Of the material below, the lines to be retyped are those from the line containing "white cheek patch?" through the line containing "gray wing feather?", inclusive; reproduce them exactly.

· · · ·

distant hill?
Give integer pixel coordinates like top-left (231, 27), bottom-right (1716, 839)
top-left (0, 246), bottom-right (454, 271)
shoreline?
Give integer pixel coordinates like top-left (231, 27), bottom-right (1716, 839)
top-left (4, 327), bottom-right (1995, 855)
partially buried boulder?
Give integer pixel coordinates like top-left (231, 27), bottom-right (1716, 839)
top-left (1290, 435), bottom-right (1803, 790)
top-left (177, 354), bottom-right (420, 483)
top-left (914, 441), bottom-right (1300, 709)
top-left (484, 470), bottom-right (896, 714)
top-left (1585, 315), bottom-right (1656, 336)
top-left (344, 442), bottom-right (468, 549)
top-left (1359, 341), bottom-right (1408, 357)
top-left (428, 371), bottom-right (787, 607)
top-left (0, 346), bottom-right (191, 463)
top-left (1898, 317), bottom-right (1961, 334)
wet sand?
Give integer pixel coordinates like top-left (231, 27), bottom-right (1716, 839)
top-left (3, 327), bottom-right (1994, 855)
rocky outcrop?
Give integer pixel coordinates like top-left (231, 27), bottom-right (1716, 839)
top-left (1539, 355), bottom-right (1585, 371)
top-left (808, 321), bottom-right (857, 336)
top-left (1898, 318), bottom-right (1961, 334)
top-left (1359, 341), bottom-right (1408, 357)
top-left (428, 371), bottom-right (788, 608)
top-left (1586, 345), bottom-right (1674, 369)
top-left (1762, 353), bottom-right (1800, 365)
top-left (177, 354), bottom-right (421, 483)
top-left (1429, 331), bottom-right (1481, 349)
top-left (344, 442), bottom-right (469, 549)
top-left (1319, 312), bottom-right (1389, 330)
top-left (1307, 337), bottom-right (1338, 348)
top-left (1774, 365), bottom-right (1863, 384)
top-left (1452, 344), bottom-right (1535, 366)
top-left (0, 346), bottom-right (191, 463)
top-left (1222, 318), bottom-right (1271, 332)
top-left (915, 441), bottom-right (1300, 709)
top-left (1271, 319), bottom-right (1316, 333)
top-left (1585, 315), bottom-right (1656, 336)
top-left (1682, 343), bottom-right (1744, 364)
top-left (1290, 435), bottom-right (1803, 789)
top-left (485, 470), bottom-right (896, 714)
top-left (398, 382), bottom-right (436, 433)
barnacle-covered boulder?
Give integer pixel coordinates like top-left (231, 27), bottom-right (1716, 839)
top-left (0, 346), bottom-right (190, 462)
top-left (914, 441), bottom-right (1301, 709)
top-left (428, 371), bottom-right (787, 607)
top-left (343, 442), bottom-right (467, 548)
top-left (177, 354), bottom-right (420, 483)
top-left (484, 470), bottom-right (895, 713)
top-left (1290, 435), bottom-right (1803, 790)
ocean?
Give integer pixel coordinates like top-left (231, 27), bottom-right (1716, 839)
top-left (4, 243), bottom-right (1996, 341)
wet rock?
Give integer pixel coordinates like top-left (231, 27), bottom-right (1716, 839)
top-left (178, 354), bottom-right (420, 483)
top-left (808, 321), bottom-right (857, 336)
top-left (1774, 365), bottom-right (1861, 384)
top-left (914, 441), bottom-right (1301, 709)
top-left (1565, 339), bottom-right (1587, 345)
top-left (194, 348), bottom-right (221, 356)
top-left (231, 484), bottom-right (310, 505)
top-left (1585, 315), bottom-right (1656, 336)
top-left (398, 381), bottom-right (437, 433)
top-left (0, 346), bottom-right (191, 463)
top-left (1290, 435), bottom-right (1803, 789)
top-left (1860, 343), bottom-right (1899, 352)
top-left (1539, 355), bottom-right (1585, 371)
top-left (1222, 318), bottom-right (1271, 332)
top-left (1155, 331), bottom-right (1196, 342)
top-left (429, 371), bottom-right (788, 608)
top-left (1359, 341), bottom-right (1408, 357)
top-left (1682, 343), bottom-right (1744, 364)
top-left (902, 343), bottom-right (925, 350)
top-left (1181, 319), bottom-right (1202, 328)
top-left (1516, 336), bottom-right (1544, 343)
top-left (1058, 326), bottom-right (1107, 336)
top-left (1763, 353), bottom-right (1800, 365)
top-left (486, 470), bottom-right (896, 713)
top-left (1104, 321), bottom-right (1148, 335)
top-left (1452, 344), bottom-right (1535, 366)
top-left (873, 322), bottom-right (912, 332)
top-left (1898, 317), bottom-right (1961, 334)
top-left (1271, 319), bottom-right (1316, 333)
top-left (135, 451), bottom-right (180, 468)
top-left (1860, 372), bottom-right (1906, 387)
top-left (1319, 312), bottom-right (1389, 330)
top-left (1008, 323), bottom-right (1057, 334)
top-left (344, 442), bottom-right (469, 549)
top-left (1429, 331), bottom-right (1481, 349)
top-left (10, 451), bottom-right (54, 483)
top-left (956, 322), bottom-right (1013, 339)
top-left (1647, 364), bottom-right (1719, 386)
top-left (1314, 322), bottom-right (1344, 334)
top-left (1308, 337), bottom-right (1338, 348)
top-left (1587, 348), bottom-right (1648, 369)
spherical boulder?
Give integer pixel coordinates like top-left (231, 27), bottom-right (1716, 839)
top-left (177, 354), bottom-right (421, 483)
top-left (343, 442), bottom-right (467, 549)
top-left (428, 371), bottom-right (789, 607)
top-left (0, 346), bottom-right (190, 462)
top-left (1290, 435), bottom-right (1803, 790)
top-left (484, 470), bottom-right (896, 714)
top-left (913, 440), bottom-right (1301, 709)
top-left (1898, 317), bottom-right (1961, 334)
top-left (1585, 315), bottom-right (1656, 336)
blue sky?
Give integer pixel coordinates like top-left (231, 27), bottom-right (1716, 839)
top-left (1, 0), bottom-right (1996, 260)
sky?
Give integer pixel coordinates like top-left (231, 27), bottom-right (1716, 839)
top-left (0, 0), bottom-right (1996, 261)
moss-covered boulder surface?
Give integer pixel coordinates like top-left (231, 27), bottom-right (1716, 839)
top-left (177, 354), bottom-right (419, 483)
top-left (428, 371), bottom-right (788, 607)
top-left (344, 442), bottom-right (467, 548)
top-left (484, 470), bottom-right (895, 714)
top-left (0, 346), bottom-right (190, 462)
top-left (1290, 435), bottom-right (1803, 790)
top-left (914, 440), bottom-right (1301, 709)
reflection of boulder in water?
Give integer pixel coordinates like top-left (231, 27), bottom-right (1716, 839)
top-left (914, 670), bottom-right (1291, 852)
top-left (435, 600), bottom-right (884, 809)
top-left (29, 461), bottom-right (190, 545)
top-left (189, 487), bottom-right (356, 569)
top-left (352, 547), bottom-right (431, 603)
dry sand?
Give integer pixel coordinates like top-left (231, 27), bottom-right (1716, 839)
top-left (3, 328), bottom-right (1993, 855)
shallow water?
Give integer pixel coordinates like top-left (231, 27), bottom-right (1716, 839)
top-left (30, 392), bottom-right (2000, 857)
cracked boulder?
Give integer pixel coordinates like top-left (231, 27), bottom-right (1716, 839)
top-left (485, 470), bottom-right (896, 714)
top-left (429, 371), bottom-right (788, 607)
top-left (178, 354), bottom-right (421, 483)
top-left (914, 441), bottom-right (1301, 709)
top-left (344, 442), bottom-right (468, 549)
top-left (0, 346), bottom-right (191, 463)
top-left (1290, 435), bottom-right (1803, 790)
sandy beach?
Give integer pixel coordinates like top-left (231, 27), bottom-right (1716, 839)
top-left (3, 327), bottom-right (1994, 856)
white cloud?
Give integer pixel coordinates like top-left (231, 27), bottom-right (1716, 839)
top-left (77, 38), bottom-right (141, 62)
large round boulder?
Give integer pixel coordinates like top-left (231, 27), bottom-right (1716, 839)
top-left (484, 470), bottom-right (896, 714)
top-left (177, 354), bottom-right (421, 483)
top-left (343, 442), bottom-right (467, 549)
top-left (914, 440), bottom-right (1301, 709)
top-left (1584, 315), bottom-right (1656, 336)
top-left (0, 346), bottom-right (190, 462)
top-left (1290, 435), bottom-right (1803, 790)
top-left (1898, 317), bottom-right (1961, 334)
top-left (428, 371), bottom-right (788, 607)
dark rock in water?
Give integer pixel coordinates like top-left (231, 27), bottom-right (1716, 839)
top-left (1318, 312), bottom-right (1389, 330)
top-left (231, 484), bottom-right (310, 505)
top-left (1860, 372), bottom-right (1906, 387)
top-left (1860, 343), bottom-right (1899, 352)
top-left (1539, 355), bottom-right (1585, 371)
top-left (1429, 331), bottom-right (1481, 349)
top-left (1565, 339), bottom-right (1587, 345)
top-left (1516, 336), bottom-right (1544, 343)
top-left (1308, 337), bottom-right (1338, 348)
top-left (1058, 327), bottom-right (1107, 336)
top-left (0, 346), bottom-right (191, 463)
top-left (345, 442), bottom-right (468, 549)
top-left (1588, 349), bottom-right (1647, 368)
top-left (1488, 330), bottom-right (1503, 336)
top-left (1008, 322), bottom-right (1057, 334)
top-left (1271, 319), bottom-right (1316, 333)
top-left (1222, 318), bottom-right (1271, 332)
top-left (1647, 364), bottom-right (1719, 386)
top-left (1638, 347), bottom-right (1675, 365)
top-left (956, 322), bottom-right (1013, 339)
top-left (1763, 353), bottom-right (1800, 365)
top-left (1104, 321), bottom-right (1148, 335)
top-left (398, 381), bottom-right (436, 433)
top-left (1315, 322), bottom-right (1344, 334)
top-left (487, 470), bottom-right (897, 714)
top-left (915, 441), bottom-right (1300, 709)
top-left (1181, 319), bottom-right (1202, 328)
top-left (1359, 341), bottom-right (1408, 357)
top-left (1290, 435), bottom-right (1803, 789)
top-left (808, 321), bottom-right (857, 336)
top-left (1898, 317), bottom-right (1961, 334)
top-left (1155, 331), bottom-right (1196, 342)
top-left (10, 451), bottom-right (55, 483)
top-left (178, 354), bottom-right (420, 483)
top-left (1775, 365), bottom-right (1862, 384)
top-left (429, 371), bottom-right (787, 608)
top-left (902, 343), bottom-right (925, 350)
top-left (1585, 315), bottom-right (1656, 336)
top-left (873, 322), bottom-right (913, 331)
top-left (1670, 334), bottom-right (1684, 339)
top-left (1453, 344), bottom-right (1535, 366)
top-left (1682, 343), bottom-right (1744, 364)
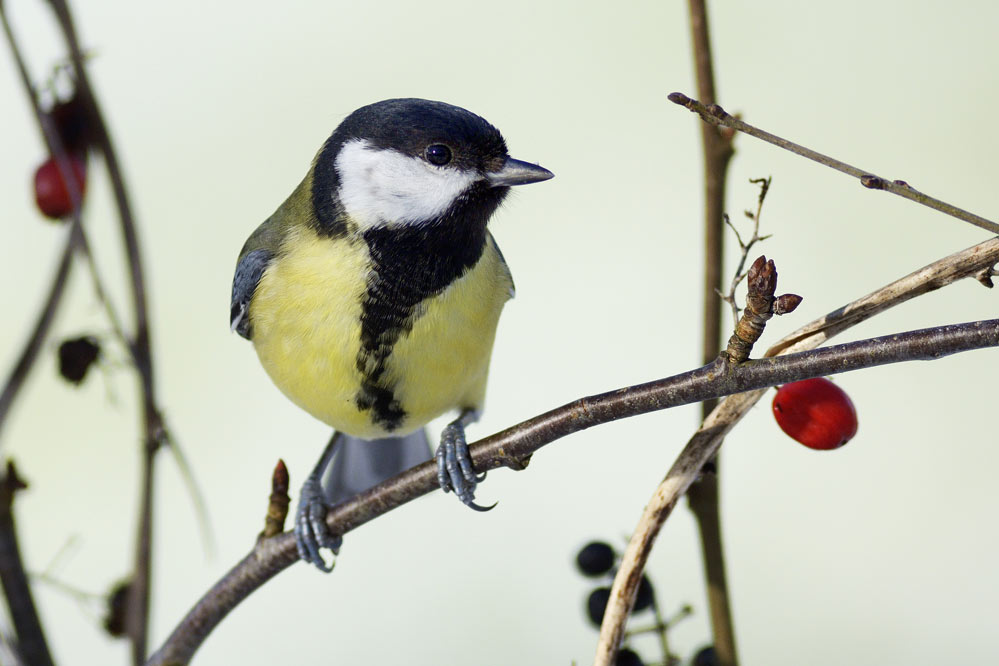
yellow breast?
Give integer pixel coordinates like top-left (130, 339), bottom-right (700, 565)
top-left (249, 225), bottom-right (512, 438)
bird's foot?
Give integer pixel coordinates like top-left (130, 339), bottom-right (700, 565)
top-left (295, 476), bottom-right (342, 572)
top-left (435, 417), bottom-right (494, 512)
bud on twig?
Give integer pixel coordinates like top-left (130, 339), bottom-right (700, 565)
top-left (725, 256), bottom-right (801, 363)
top-left (773, 293), bottom-right (803, 315)
top-left (262, 460), bottom-right (290, 539)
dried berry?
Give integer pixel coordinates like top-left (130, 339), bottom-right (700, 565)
top-left (58, 336), bottom-right (100, 384)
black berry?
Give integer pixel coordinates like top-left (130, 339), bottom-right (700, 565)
top-left (632, 575), bottom-right (654, 613)
top-left (586, 587), bottom-right (612, 626)
top-left (692, 646), bottom-right (719, 666)
top-left (616, 647), bottom-right (644, 666)
top-left (576, 541), bottom-right (615, 576)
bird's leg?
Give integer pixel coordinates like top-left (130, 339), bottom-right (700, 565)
top-left (295, 431), bottom-right (344, 572)
top-left (435, 408), bottom-right (494, 512)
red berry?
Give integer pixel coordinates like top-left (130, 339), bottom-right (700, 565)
top-left (34, 155), bottom-right (87, 219)
top-left (772, 378), bottom-right (858, 450)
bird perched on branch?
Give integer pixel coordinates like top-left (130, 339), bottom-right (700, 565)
top-left (231, 98), bottom-right (553, 570)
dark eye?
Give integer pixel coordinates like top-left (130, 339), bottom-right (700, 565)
top-left (425, 144), bottom-right (452, 166)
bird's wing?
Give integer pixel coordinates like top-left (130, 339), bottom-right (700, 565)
top-left (230, 248), bottom-right (273, 340)
top-left (487, 231), bottom-right (516, 299)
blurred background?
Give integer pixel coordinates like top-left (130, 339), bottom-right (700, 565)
top-left (1, 1), bottom-right (997, 664)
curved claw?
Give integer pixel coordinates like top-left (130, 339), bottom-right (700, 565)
top-left (436, 419), bottom-right (495, 510)
top-left (463, 498), bottom-right (497, 512)
top-left (294, 477), bottom-right (342, 573)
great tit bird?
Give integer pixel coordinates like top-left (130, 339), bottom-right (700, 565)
top-left (231, 98), bottom-right (552, 571)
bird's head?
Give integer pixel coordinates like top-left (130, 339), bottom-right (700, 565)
top-left (310, 98), bottom-right (553, 234)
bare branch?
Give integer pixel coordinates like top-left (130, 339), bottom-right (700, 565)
top-left (668, 92), bottom-right (999, 236)
top-left (0, 464), bottom-right (54, 666)
top-left (592, 236), bottom-right (999, 664)
top-left (0, 2), bottom-right (88, 443)
top-left (149, 314), bottom-right (999, 665)
top-left (721, 177), bottom-right (774, 326)
top-left (0, 225), bottom-right (79, 439)
top-left (4, 0), bottom-right (172, 658)
top-left (685, 1), bottom-right (739, 661)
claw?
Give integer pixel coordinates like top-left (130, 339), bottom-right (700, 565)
top-left (464, 498), bottom-right (497, 512)
top-left (435, 445), bottom-right (453, 494)
top-left (294, 477), bottom-right (341, 572)
top-left (435, 412), bottom-right (494, 511)
top-left (293, 434), bottom-right (345, 573)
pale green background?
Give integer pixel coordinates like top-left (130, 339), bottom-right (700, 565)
top-left (1, 1), bottom-right (997, 664)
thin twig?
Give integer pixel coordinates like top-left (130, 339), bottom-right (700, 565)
top-left (647, 590), bottom-right (671, 663)
top-left (44, 1), bottom-right (167, 661)
top-left (687, 0), bottom-right (735, 396)
top-left (684, 1), bottom-right (739, 663)
top-left (0, 463), bottom-right (54, 666)
top-left (668, 92), bottom-right (999, 236)
top-left (0, 225), bottom-right (79, 440)
top-left (721, 178), bottom-right (773, 325)
top-left (0, 8), bottom-right (93, 658)
top-left (0, 1), bottom-right (87, 445)
top-left (148, 316), bottom-right (999, 665)
top-left (624, 603), bottom-right (693, 640)
top-left (75, 233), bottom-right (130, 350)
top-left (4, 0), bottom-right (143, 403)
top-left (591, 236), bottom-right (999, 665)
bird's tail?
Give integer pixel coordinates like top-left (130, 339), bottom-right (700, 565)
top-left (321, 429), bottom-right (432, 505)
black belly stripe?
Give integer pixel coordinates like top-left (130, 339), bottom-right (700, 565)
top-left (353, 183), bottom-right (504, 430)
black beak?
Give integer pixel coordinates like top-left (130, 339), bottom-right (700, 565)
top-left (486, 157), bottom-right (554, 187)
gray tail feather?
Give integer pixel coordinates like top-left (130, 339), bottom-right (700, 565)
top-left (321, 429), bottom-right (432, 506)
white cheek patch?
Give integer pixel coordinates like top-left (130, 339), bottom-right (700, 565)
top-left (335, 138), bottom-right (479, 229)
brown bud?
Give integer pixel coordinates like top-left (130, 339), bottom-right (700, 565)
top-left (860, 174), bottom-right (884, 189)
top-left (263, 459), bottom-right (290, 538)
top-left (746, 256), bottom-right (777, 300)
top-left (773, 293), bottom-right (803, 315)
top-left (707, 103), bottom-right (729, 119)
top-left (667, 92), bottom-right (691, 106)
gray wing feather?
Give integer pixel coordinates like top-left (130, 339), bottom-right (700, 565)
top-left (230, 249), bottom-right (273, 340)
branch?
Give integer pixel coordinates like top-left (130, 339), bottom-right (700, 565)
top-left (720, 177), bottom-right (773, 326)
top-left (149, 316), bottom-right (999, 665)
top-left (592, 236), bottom-right (999, 664)
top-left (687, 0), bottom-right (735, 385)
top-left (685, 1), bottom-right (739, 662)
top-left (0, 1), bottom-right (86, 443)
top-left (0, 463), bottom-right (54, 666)
top-left (42, 2), bottom-right (170, 661)
top-left (0, 224), bottom-right (79, 439)
top-left (668, 92), bottom-right (999, 236)
top-left (4, 0), bottom-right (169, 659)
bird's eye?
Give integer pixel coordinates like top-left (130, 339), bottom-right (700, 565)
top-left (425, 144), bottom-right (452, 166)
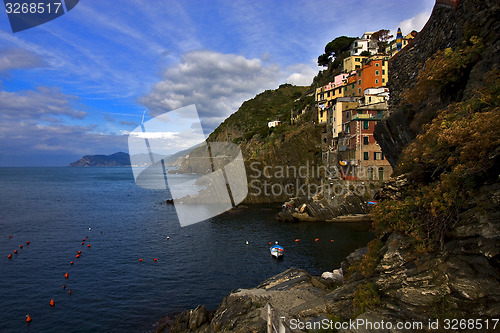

· · · ·

- Completed exercise:
white cheek patch?
Give integer pixel coordinates like top-left (130, 339), bottom-right (700, 565)
top-left (335, 138), bottom-right (479, 229)
brown bud?
Give integer pixel coordinates like top-left (130, 339), bottom-right (700, 565)
top-left (860, 174), bottom-right (884, 189)
top-left (263, 459), bottom-right (290, 538)
top-left (746, 256), bottom-right (777, 300)
top-left (773, 293), bottom-right (803, 315)
top-left (707, 103), bottom-right (729, 119)
top-left (667, 92), bottom-right (691, 106)
gray wing feather?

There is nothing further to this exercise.